[begin Document passage]

In order to program in RL-Glue developers download a codec for the language of the user's choice, currently C/C++, Java, Lisp, Matlab, and Python are supported. The RL-Glue interface is a series of functions that are defined by the codec.

  ADD EXAMPLE HERE

These functions define a low level protocol for connecting agents, envirionments and experiments. The developers fill in the functions with the desired functionality and then rl_glue passes the messages between the agent, environment and experiment. Users can also use the RL-Library [1], an open-source collection RL-Glue compatible agent, environments, and experiments.

One of the most important things to understand about RL-Glue is the Task Spec. The task speck is essentially the problem definition in RL-Glue. The task spec follows the following template:

 VERSION <version-name> PROBLEMTYPE <problem-type> DISCOUNTFACTOR <discount-factor> 
 OBSERVATIONS INTS ([times-to-repeat-this-tuple=1] <min-value> <max-value>)* 
 DOUBLES ([times-to-repeat-this-tuple=1] <min-value> <max-value>)* 
 CHARCOUNT <char-count> ACTIONS INTS ([times-to-repeat-this-tuple=1] <min-value> <max-value>)*
DOUBLES ([times-to-repeat-this-tuple=1] <min-value> <max-value>)* 
 CHARCOUNT <char-count> REWARDS (<min-value> <max-value>)

[end Document passage]
[begin Material supplied]

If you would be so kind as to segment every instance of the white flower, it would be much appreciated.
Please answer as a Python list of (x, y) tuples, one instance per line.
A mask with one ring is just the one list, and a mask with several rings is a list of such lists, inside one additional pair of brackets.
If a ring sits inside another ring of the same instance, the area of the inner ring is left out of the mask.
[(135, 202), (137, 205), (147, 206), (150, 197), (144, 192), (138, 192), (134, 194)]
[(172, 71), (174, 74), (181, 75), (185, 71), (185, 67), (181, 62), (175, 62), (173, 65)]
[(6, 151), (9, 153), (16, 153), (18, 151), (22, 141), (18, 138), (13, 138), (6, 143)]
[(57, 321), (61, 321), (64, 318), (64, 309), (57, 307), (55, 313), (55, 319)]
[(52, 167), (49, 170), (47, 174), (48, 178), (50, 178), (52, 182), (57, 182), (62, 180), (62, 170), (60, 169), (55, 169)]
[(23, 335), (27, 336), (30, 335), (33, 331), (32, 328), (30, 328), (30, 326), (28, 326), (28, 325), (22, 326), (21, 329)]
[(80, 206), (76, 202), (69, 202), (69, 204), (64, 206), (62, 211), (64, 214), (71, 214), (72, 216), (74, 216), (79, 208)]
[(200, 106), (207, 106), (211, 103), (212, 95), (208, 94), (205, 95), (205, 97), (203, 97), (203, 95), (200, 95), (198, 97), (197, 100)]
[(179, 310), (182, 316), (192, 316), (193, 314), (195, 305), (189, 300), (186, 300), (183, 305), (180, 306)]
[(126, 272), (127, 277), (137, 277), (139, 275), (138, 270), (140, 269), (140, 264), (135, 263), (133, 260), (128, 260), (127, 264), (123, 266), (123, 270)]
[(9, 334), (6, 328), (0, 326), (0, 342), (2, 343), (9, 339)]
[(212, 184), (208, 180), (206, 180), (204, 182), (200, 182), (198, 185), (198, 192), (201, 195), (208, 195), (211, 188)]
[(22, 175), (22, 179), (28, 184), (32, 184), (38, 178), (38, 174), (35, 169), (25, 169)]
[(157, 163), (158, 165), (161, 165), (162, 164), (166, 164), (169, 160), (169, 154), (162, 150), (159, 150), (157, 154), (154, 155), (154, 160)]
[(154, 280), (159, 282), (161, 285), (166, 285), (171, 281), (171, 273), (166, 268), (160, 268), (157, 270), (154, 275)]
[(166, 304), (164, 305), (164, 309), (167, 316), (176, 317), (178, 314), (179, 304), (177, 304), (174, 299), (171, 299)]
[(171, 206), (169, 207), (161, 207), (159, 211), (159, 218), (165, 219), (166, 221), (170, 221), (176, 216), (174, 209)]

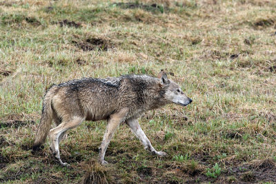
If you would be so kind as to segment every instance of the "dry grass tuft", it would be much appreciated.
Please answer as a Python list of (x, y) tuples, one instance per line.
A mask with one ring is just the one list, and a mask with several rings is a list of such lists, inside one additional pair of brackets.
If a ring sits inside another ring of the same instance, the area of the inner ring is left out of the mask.
[(86, 170), (86, 172), (81, 181), (83, 184), (113, 183), (112, 178), (108, 170), (95, 160), (92, 159), (89, 161)]

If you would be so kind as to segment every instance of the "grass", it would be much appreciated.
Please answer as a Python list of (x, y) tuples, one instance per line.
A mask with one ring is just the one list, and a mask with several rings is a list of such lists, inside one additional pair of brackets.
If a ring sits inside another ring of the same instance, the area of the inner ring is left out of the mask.
[[(244, 1), (5, 1), (0, 3), (0, 183), (273, 183), (275, 178), (276, 3)], [(65, 21), (66, 20), (66, 21)], [(193, 99), (124, 124), (97, 165), (103, 121), (30, 150), (46, 90), (85, 76), (157, 76)]]

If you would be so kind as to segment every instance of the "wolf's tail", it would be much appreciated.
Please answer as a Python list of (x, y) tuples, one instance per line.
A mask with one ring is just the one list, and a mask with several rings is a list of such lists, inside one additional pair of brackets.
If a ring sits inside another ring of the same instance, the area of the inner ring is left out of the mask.
[(52, 109), (52, 88), (50, 88), (44, 96), (41, 119), (32, 146), (33, 151), (39, 150), (41, 145), (44, 143), (51, 127), (53, 114), (53, 110)]

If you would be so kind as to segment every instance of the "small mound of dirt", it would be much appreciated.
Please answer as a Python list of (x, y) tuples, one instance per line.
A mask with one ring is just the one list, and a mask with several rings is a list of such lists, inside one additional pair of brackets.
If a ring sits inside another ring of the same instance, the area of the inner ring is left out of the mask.
[(152, 169), (151, 167), (138, 167), (136, 170), (141, 176), (148, 176), (152, 174)]
[(0, 74), (1, 75), (7, 76), (9, 76), (11, 73), (12, 73), (11, 71), (8, 71), (8, 70), (5, 70), (3, 69), (0, 69)]
[(90, 38), (83, 41), (72, 41), (72, 42), (83, 51), (97, 49), (101, 51), (107, 51), (109, 48), (112, 48), (110, 41), (99, 38)]
[(76, 60), (76, 63), (79, 65), (84, 65), (87, 64), (88, 62), (86, 60), (79, 58)]
[(254, 23), (254, 25), (256, 27), (266, 28), (273, 25), (275, 21), (273, 19), (259, 19)]
[(123, 9), (135, 9), (140, 8), (148, 12), (164, 12), (164, 6), (152, 3), (150, 5), (139, 3), (115, 3), (112, 6), (118, 6)]
[(34, 124), (34, 121), (19, 121), (19, 120), (12, 120), (7, 122), (0, 122), (0, 129), (4, 127), (12, 127), (17, 128), (19, 127), (25, 126), (30, 124)]
[(67, 19), (64, 19), (61, 21), (58, 22), (57, 23), (59, 24), (60, 27), (63, 27), (63, 26), (68, 26), (68, 27), (75, 27), (76, 28), (81, 28), (81, 23), (75, 23), (75, 21), (70, 21)]
[(268, 70), (271, 72), (276, 72), (276, 65), (273, 65), (270, 66)]
[(39, 25), (41, 25), (41, 23), (34, 17), (26, 17), (25, 20), (28, 23), (29, 23), (33, 25), (35, 25), (35, 26), (39, 26)]
[(226, 139), (241, 139), (244, 133), (241, 131), (229, 130), (227, 132), (222, 132), (222, 136), (224, 136)]
[(238, 57), (239, 57), (238, 54), (232, 54), (232, 55), (230, 56), (230, 59), (234, 59), (237, 58)]
[(243, 173), (240, 178), (244, 182), (253, 182), (256, 179), (254, 173), (250, 171)]

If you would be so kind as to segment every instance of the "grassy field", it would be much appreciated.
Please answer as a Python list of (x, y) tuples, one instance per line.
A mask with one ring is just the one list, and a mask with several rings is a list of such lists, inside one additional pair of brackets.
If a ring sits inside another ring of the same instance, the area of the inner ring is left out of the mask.
[[(276, 182), (274, 0), (1, 1), (0, 183)], [(193, 99), (140, 119), (158, 157), (124, 123), (95, 161), (106, 122), (32, 154), (46, 90), (81, 77), (157, 76)]]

[end Material supplied]

Instruction 1: Please reproduce the RL-Glue passage between "VERSION <version-name> PROBLEMTYPE" and "REWARDS (<min-value> <max-value>)", inclusive, swapping "DISCOUNTFACTOR" for "GAMMA".
Instruction 2: Write the next part of the RL-Glue passage, picking up after its final line.

Exercise output 1:
VERSION <version-name> PROBLEMTYPE <problem-type> GAMMA <discount-factor> 
 OBSERVATIONS INTS ([times-to-repeat-this-tuple=1] <min-value> <max-value>)* 
 DOUBLES ([times-to-repeat-this-tuple=1] <min-value> <max-value>)* 
 CHARCOUNT <char-count> ACTIONS INTS ([times-to-repeat-this-tuple=1] <min-value> <max-value>)*
DOUBLES ([times-to-repeat-this-tuple=1] <min-value> <max-value>)* 
 CHARCOUNT <char-count> REWARDS (<min-value> <max-value>)

Exercise output 2:
EXTRA [extra text of your choice goes here]";

• VERSION - refers to the RL-Glue version. rosglue is only guaranteed to work with RL-Glue version 3.0
• PROBLEMTYPE - episodic or continuing
• DISCOUNTFACTOR - a number between 0 and 1
• OBSERVATIONS - the observations from the environment
• ACTIONS - the actions the agent will take
• times to repeat this tuple - is the number of times a tuple will be rpeated. You can write (3 0 1) rather than (0 1) (0 1) (0 1)
• char-count is the size of the character array

An example of a task speck for RL-Glue is:

 VERSION RL-Glue-3.0 PROBLEMTYPE episodic 
 DISCOUNTFACTOR 1 OBSERVATIONS INTS (2 0 1) 
 DOUBLES (3 -2 0.5) (-.5 .5) ACTIONS INTS (0 4) 
 REWARDS (-5.0 5.0) EXTRA additional notes go here (for exampe author and problem name)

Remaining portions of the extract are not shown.